• _Given instruction_:
Copy all the entries below exactly, but not the pictures.

• _Supplied material_:

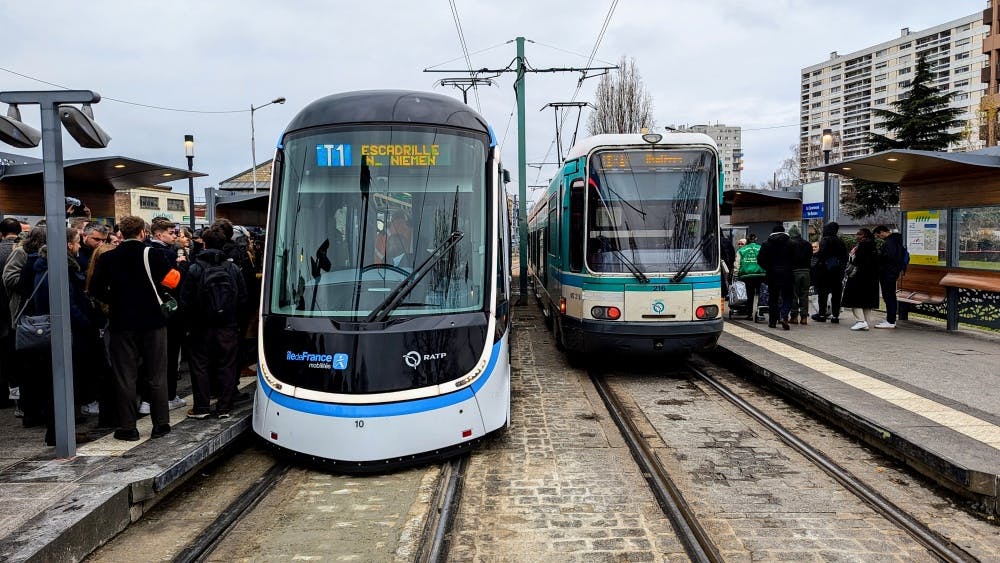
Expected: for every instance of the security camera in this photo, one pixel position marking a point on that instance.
(16, 133)
(79, 123)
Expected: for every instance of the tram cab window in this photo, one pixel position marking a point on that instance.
(380, 217)
(650, 210)
(576, 225)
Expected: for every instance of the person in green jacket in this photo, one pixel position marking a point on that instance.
(749, 271)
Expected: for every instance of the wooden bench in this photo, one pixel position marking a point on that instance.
(921, 285)
(982, 281)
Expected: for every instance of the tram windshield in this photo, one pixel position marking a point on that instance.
(651, 210)
(359, 211)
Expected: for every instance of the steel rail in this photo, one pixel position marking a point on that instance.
(924, 535)
(206, 542)
(697, 543)
(438, 527)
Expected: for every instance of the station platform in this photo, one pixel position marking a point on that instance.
(55, 509)
(925, 396)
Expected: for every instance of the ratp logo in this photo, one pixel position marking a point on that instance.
(412, 358)
(340, 361)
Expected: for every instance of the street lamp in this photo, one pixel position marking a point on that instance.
(189, 153)
(253, 144)
(57, 114)
(827, 145)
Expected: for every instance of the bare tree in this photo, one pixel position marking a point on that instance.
(788, 173)
(622, 103)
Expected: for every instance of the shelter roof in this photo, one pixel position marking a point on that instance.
(114, 172)
(905, 165)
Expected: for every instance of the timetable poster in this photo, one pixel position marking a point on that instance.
(923, 231)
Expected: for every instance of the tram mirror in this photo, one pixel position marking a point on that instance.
(608, 217)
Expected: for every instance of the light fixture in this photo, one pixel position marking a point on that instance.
(16, 133)
(827, 140)
(80, 124)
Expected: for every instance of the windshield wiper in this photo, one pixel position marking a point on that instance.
(628, 263)
(689, 263)
(381, 312)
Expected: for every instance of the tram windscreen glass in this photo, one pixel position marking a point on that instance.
(651, 209)
(358, 210)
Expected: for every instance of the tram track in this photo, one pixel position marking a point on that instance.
(939, 547)
(698, 543)
(432, 545)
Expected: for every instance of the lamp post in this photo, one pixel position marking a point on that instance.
(189, 153)
(57, 114)
(253, 144)
(827, 145)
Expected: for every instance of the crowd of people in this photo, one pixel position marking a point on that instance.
(842, 279)
(142, 296)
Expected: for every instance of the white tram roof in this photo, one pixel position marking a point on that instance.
(586, 146)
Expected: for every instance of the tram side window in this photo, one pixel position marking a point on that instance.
(553, 226)
(576, 225)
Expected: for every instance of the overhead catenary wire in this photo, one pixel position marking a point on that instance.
(465, 49)
(579, 84)
(120, 101)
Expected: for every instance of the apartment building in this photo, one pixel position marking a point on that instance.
(840, 93)
(729, 140)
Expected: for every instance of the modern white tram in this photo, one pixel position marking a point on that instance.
(385, 309)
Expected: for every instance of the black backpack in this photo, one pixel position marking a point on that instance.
(218, 295)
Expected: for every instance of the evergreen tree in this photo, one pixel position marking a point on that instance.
(920, 120)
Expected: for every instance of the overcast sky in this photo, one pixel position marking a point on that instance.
(718, 61)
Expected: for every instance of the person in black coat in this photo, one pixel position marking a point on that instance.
(861, 280)
(890, 266)
(136, 325)
(802, 256)
(831, 259)
(776, 259)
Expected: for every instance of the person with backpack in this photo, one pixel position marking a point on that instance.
(892, 259)
(214, 293)
(9, 229)
(831, 259)
(748, 271)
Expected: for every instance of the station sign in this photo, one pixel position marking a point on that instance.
(812, 200)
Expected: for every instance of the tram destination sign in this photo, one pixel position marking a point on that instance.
(344, 155)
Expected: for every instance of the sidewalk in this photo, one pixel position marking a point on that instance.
(61, 509)
(926, 396)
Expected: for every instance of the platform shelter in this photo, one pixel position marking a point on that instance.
(950, 213)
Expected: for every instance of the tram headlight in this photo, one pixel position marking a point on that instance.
(707, 312)
(606, 313)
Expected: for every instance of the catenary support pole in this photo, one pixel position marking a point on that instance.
(522, 180)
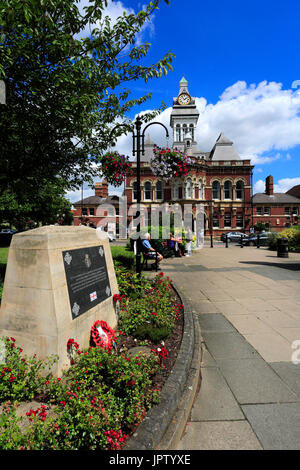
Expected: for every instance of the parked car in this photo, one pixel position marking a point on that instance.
(252, 239)
(233, 236)
(8, 230)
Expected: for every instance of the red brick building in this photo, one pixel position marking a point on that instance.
(220, 180)
(276, 210)
(100, 209)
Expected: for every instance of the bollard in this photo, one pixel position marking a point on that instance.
(282, 248)
(258, 241)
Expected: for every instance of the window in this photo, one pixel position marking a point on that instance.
(159, 190)
(227, 220)
(216, 190)
(134, 190)
(239, 190)
(192, 130)
(227, 190)
(216, 221)
(240, 220)
(189, 189)
(175, 190)
(200, 189)
(178, 133)
(147, 191)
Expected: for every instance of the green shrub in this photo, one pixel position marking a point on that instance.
(121, 255)
(97, 401)
(156, 308)
(293, 236)
(20, 377)
(150, 332)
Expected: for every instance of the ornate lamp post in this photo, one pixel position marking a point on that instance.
(138, 147)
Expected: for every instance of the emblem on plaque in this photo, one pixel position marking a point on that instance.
(93, 296)
(68, 258)
(75, 309)
(87, 261)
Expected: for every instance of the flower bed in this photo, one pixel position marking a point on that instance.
(106, 393)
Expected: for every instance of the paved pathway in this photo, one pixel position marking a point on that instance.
(248, 302)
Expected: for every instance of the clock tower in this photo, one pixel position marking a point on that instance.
(183, 120)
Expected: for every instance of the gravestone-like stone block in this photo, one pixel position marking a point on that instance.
(58, 282)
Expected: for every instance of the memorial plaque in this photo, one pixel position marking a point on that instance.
(87, 278)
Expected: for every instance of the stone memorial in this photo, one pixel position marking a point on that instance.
(59, 280)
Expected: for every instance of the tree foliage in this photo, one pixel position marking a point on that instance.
(65, 89)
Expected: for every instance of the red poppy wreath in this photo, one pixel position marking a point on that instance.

• _Task result_:
Expected: for every instance of the security camera in this photo, one pixel position marking a point on that instance.
(16, 133)
(79, 123)
Expected: for every instance of the tram cab window in this photo, one pixel position marking a point on that instance.
(380, 217)
(650, 210)
(576, 225)
Expected: for every instance of the person in green jacket in this photo, one pixel position marking a point on that instance.
(749, 271)
Expected: for every instance of the wooden bench in this photo, one pixel position marking a point on that instance.
(921, 285)
(982, 281)
Expected: for every instance of the tram windshield in this photo, one pixel position marking a point on that instance.
(651, 210)
(359, 211)
Expected: for every instance of the steel rail in this photo, one pixel position marking a point on that instance.
(924, 535)
(206, 542)
(697, 543)
(438, 527)
Expected: for every instance of the station platform in this photo, one pixel position marking a point on that instance.
(55, 509)
(925, 396)
Expected: for every instance of the ratp logo in this photo, one pixel position marking a point on that instance.
(412, 358)
(340, 361)
Expected: for every instance of the street lamp in this photo, one pixel position marking a point on that instance.
(189, 153)
(253, 144)
(57, 114)
(827, 145)
Expected: for every instance of the bare tree in this photo, one pixel position marking a point on that instance.
(788, 173)
(622, 103)
Expected: for every instance of the shelter roof in this photo, one pixel position marking a point on that instance.
(114, 172)
(905, 165)
Expected: for every instance of the timetable poster in this photo, one pixel position marking a point on that instance.
(923, 231)
Expected: for every instance of the tram mirror in this photo, one pixel position marking a point on that instance.
(608, 217)
Expected: for every instance of the light fixture in this photo, one pixel position marking a point on that instance.
(16, 133)
(827, 140)
(80, 124)
Expected: for every instance of the windshield wiper in this photo, one pixel position marking a point on that instance.
(628, 263)
(689, 263)
(381, 312)
Expected: for every instance of the tram windscreen glass in this photo, one pixel position marking a point on that instance.
(651, 209)
(358, 210)
Expected: for every instance of the tram track in this photo, one pixel position marking a point on that instance.
(939, 547)
(698, 543)
(432, 545)
Expected: for every instance of the lamp post in this photo, one pixel position marking a point on that instance.
(189, 153)
(57, 114)
(253, 144)
(827, 145)
Expected: for every instance of the crowd of people in this photo, one pixel position marking a point on that instance.
(842, 279)
(142, 296)
Expected: for every instance of the white tram roof in this photo, one pixel position marking a point on that instance.
(586, 146)
Expected: for every instance of the tram side window in this photo, one pixel position marking a point on that instance.
(553, 226)
(576, 225)
Expected: for every instance of the overhead catenary wire in this photo, one pixel position marking a point on that instance.
(465, 49)
(579, 84)
(120, 101)
Expected: for every instance of the apartment building in this photo, one pixel position marking a point on that instance.
(840, 93)
(729, 140)
Expected: for every instance of the modern white tram in this photo, one pixel position marking a point on that instance.
(385, 309)
Expected: for every instance of the black backpack in this photo, one pixel position marking a point on that instance.
(218, 295)
Expected: for every instance of the evergreen tree in this photo, one pixel position marking a point on that instance.
(920, 120)
Expected: for every instance of the overcast sky in this photo, one pixel position marking a point on that instance.
(718, 61)
Expected: for every instance of the person in black coat in this photo, one pixel position marking a point on that instance.
(861, 280)
(890, 266)
(136, 325)
(802, 256)
(831, 259)
(776, 259)
Expected: for every instance of the person with backpack in this photo, one pixel position marking a point on that instance.
(892, 259)
(214, 293)
(9, 229)
(831, 259)
(748, 271)
Expected: for every instance of the station sign in this photo, one pixel position marking a point on that instance.
(812, 200)
Expected: for every instance of the tram destination sign in this photo, one pixel position marking a point on that instance.
(344, 155)
Expected: for every instance of the sidewalk in this photo, one pixel position marking a point on that instance.
(61, 509)
(926, 396)
Expected: for every instance of the platform shelter in this photo, one pixel position marking a point on that instance.
(950, 213)
Expected: for every instance of the tram headlight in this photo, one pixel position marking a point on that instance.
(707, 312)
(606, 313)
Expected: for every instance of the catenary support pole in this photo, one pixel position marking a point on that instance.
(522, 180)
Expected: for every instance of the parked car in this photo, one pixel position marking a point on that instance.
(252, 239)
(233, 236)
(8, 230)
Expected: for every instance of the red brick building in this photo, one pixel position marking a point on that instance.
(220, 180)
(276, 210)
(100, 209)
Expected: for every instance of the bollard in this photo, one pixel position marking a point on that instance.
(282, 248)
(258, 241)
Expected: for every instance of the window in this photo, one pixel position marking a point on that instance.
(159, 190)
(227, 220)
(216, 190)
(134, 190)
(239, 190)
(192, 130)
(227, 190)
(216, 221)
(240, 220)
(189, 189)
(175, 190)
(200, 189)
(178, 133)
(147, 191)
Expected: for every instance of the green shrub in this photo, one pixel position marking a point on that instance.
(121, 255)
(97, 401)
(156, 308)
(293, 236)
(20, 377)
(150, 332)
Expected: for every instance of the ornate lamp post in this photo, one pixel position marking a point on that instance.
(138, 147)
Expected: for every instance of the emblem on plaque in this photo, one pixel position marking a point on that instance.
(93, 296)
(68, 258)
(75, 309)
(87, 261)
Expected: for every instance of the flower bed in this photo, one pixel position marking a point on that instance.
(106, 393)
Expected: for every instance of the paved pathway in this photo, one pixel position marking a point on that instance.
(248, 302)
Expected: for every instance of the clock tower in this photo, one pixel position marking a point on that instance.
(183, 120)
Expected: for every instance of the gravestone-like stone block in this photo, one pixel position marking a point on that instance.
(58, 282)
Expected: for every instance of the memorial plaque in this photo, one pixel position marking a point on that instance.
(87, 278)
Expected: for every instance of the stone memorial in this photo, one pixel position marking a point on that instance.
(59, 280)
Expected: for every instance of the tree foliage in this photo, one pixel position marking a point on that instance.
(65, 89)
Expected: for every instance of the red poppy wreath in this photo, one pixel position marking a point on that instance.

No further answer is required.